STATED EXERCISE :: Select every line in the entries below that contains the word "wearing", and copy each of those lines in full.

MATERIALS PROVIDED ::
------------------------------

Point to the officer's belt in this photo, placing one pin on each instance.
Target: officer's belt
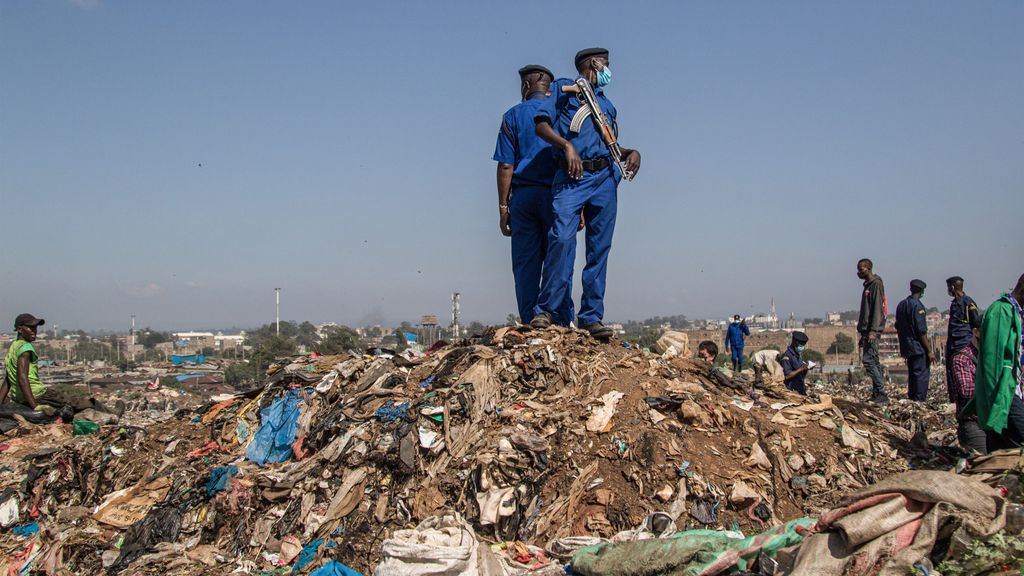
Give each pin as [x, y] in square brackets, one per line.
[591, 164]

------------------------------

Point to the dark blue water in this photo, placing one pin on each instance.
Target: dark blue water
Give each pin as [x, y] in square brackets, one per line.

------------------------------

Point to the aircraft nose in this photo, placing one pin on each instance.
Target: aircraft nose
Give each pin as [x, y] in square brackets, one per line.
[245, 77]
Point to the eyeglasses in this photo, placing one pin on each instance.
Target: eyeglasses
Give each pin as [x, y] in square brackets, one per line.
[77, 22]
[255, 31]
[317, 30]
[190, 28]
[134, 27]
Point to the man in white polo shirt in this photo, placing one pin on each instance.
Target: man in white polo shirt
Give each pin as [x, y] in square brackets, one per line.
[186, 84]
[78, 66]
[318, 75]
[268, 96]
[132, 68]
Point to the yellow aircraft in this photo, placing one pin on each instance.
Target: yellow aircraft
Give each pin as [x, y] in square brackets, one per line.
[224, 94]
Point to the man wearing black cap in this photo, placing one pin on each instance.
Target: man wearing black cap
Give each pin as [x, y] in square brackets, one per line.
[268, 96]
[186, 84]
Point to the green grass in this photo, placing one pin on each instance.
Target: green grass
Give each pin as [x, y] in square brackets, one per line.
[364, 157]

------------------------------

IN RESPONSE ::
Point to the man wearing black cap in this photo, placing one pin on each instance.
Target: man wearing black cap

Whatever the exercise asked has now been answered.